Turn the listing below into a numbered list, one item per line, and drop the blank lines.

## begin EXERCISE DATA

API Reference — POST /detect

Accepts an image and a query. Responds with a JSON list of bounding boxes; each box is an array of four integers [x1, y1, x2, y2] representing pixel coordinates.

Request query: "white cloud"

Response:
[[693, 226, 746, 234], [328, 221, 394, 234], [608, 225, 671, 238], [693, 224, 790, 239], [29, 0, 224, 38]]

## end EXERCISE DATA

OUTPUT.
1. API Reference — POST /detect
2. Accepts an image and a query. Responds with a JSON list of bounding boxes; each box is an array of four integers [x1, y1, x2, y2] representing pixel coordinates.
3. Request query: "white cloud"
4. Response:
5. [[693, 226, 746, 234], [328, 221, 394, 234], [608, 225, 671, 238], [693, 224, 790, 239], [29, 0, 224, 38]]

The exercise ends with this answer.